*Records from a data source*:
::::::::
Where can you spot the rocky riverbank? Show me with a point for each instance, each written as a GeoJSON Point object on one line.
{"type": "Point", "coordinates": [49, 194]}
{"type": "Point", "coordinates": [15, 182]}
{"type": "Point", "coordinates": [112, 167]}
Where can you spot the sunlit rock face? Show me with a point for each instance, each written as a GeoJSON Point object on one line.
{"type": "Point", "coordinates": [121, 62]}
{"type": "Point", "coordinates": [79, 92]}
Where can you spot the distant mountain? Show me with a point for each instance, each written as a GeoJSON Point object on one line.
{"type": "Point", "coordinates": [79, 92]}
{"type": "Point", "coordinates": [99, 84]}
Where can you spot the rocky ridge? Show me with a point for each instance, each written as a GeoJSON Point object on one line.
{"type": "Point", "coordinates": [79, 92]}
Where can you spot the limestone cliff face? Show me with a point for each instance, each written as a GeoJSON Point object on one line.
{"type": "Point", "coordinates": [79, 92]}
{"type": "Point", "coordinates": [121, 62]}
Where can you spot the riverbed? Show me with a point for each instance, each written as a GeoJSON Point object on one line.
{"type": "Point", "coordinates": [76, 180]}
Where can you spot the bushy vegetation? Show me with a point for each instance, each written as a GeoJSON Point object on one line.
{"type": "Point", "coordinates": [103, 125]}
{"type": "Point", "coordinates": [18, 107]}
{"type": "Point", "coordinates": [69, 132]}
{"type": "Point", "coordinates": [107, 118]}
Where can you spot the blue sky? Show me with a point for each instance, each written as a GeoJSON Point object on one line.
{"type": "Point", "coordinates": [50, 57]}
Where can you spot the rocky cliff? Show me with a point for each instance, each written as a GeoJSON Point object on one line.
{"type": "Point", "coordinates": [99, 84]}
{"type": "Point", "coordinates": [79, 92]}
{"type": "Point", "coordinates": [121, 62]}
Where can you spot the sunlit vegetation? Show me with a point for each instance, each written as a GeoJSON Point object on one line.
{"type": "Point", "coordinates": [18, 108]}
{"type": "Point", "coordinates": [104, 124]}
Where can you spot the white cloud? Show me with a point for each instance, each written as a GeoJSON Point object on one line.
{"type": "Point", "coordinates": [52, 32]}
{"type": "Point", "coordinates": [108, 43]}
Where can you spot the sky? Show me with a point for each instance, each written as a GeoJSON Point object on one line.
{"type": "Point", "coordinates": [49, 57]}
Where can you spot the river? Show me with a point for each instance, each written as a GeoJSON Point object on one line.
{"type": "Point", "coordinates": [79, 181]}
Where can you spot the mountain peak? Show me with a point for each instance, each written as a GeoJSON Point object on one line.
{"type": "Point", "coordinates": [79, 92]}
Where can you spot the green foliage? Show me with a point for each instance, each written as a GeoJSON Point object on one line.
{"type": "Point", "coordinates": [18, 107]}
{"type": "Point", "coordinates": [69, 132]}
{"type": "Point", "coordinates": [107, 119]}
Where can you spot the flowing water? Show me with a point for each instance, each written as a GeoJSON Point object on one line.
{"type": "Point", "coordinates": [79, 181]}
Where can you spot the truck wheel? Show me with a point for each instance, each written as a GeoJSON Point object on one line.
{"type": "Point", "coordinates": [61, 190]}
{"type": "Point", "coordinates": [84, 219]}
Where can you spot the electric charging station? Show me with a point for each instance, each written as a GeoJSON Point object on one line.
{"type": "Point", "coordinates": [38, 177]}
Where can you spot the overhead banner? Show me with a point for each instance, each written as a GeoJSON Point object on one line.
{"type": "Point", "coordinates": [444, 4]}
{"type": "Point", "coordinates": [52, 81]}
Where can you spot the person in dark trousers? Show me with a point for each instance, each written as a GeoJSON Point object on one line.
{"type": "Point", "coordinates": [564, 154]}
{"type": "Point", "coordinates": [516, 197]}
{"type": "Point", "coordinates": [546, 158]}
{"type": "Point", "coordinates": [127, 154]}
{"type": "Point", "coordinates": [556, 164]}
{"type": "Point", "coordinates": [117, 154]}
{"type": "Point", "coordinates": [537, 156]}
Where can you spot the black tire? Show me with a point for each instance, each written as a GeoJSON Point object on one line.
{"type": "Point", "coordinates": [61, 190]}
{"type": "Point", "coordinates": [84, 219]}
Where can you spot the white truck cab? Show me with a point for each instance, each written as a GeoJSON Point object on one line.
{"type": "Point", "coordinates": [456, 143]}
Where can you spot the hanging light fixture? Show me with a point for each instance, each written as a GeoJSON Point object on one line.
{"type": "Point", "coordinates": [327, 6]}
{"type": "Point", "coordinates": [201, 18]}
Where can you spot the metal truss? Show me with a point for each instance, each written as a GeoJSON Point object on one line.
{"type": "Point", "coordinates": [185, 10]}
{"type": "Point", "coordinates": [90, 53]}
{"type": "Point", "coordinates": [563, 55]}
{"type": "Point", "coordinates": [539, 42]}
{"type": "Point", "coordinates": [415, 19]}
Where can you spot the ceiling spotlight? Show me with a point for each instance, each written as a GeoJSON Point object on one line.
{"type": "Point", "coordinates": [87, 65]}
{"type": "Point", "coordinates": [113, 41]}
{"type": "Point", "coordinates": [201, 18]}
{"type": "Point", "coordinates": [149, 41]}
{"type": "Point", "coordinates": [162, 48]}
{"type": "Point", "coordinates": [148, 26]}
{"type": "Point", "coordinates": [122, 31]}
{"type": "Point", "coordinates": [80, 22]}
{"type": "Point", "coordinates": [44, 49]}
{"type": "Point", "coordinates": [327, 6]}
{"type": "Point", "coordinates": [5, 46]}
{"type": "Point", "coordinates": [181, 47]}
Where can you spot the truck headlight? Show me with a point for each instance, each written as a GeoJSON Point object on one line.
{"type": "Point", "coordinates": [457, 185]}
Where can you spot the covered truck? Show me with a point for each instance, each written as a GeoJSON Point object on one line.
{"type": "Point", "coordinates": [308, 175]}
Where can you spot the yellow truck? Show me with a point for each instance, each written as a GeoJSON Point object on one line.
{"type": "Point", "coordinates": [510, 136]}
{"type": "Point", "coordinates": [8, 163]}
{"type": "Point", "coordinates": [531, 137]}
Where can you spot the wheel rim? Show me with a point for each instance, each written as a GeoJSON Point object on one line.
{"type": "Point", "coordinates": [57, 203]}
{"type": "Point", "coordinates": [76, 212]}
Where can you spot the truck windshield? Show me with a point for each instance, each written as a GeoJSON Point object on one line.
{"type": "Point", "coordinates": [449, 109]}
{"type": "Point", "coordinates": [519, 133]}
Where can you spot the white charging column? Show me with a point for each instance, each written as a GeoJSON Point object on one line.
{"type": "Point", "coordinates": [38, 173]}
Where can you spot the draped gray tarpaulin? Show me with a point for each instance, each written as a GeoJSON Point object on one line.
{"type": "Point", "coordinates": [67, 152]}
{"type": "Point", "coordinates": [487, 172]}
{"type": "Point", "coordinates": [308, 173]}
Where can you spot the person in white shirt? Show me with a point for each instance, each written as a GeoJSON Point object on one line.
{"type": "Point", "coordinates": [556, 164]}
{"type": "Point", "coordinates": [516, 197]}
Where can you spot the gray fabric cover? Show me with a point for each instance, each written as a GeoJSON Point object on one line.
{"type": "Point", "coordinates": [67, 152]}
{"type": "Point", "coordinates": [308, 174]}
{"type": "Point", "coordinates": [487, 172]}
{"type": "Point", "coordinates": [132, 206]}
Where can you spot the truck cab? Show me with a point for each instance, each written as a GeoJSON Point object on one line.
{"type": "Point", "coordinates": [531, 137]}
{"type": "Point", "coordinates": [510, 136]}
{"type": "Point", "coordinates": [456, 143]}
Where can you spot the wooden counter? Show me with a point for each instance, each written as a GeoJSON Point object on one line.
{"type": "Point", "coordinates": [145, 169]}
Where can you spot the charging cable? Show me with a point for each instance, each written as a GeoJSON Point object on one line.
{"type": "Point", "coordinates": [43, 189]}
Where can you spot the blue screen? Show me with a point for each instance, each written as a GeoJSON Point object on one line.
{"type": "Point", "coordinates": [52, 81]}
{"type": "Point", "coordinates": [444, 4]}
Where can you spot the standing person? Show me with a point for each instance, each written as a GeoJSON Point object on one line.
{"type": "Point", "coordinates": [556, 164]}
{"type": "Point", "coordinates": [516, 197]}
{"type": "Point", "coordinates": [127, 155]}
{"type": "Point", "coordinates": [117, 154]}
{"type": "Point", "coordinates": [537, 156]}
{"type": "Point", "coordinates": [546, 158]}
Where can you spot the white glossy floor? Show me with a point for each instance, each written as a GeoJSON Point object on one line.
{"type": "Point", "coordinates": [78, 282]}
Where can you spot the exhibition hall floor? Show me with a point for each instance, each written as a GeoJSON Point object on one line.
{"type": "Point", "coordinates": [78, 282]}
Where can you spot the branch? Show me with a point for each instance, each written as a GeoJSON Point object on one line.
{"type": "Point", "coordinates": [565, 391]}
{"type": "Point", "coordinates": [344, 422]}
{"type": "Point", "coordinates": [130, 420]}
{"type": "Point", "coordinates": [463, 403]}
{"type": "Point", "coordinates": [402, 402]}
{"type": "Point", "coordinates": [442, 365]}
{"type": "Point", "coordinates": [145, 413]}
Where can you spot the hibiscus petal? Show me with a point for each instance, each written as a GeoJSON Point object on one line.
::::::::
*Exercise prompt*: Copy out the lines above again, starting at the line that contains "Where can you spot the white glossy" and continuing through the last line of the records.

*Result*:
Where can you spot the white glossy floor? Show me with a point for each instance, each written as a GeoJSON Point object on one line.
{"type": "Point", "coordinates": [78, 282]}
Where can you spot the exhibition hall floor? Show me with a point for each instance, each written as a GeoJSON Point object on one line.
{"type": "Point", "coordinates": [78, 282]}
Where can you spot the branch? Show me with a point for each instance, each written as a GeoJSON Point object on one line.
{"type": "Point", "coordinates": [565, 391]}
{"type": "Point", "coordinates": [344, 422]}
{"type": "Point", "coordinates": [130, 420]}
{"type": "Point", "coordinates": [463, 403]}
{"type": "Point", "coordinates": [402, 402]}
{"type": "Point", "coordinates": [442, 365]}
{"type": "Point", "coordinates": [145, 413]}
Where can you spot the hibiscus petal? Show me with a point for each instance, each written as a GeoJSON Point object on one line.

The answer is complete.